— Start Data extract —
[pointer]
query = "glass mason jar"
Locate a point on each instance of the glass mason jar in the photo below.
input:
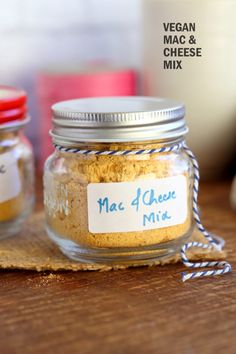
(16, 162)
(118, 188)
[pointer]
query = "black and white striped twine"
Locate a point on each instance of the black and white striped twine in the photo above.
(222, 266)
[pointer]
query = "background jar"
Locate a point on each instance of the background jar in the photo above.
(16, 162)
(77, 171)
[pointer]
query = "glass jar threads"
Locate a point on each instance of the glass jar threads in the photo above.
(118, 188)
(16, 162)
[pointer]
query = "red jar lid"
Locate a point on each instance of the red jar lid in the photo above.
(12, 104)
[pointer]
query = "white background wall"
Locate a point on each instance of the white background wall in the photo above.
(37, 33)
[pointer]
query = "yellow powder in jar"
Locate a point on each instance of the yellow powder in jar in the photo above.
(66, 194)
(12, 208)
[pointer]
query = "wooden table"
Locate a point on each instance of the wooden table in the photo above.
(142, 310)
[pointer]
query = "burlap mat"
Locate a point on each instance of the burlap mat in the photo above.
(33, 250)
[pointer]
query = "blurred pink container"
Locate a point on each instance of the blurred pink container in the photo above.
(59, 86)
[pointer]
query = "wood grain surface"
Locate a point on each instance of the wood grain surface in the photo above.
(142, 310)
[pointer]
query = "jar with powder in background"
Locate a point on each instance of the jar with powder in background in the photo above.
(118, 189)
(16, 162)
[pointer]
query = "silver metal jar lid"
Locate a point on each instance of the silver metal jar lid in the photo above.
(117, 119)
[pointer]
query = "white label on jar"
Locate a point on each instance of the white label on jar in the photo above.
(10, 184)
(137, 206)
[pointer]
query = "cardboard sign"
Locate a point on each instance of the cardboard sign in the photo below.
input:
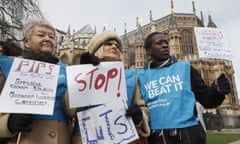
(30, 87)
(107, 124)
(91, 85)
(212, 43)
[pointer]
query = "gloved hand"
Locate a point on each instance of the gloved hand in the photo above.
(223, 84)
(87, 58)
(136, 113)
(20, 122)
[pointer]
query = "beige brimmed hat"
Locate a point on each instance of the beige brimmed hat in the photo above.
(100, 38)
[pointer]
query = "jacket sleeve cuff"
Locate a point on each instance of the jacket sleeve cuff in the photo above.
(4, 131)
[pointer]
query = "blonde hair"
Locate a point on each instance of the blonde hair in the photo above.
(28, 27)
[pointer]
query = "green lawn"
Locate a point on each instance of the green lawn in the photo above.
(221, 138)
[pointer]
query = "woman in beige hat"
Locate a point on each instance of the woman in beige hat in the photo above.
(107, 46)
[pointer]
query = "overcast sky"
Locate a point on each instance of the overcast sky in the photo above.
(114, 13)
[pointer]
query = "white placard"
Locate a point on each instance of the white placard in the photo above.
(212, 43)
(91, 85)
(30, 87)
(107, 124)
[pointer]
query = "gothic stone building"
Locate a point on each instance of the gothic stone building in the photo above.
(182, 41)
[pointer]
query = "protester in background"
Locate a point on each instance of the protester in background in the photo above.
(39, 42)
(9, 48)
(107, 46)
(189, 131)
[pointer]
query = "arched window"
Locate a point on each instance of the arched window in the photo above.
(186, 43)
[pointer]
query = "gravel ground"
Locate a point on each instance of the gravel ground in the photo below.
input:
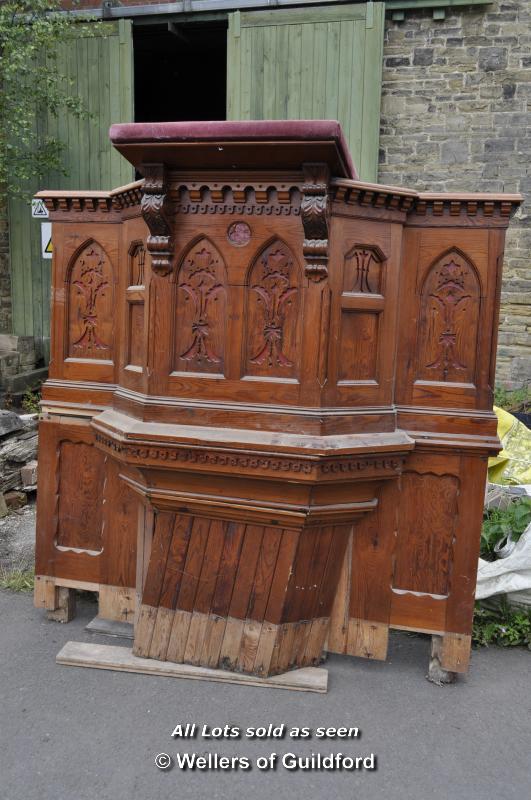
— End Data extract —
» **Your objective**:
Find each line in the records above that contains the word "sign", and copy every such line in full.

» **Final answer**:
query = "cardboard sign"
Locate a point on each instance of the cardboard sign in the photo below.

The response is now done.